— SHORT TASK —
In the material, take the part that opens with the line containing "Each instance of the blue" and closes with the line containing "Each instance of the shadow", and rewrite only those lines with "keypoint" changed to "marker" and everything else left as is.

— RECORDS PROVIDED —

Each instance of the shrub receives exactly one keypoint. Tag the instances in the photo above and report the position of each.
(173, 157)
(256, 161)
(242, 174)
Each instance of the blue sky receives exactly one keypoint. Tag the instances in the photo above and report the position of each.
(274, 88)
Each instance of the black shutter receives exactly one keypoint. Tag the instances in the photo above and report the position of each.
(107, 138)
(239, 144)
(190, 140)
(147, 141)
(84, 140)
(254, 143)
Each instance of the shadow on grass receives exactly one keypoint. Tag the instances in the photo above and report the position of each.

---

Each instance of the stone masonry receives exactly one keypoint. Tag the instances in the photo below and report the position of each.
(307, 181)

— REPLY —
Each instance of the blue sky receives exactly one marker. Tag the instances in the photo above and report the position of each.
(274, 88)
Each instance of the black shutter receives exactly one marker. Tag the instances in the photo above and report the position of each.
(107, 138)
(239, 144)
(190, 140)
(147, 141)
(84, 140)
(254, 143)
Each instance of the shadow on grass receives exactly one marker. Tag the instances in the photo above and report the position of each.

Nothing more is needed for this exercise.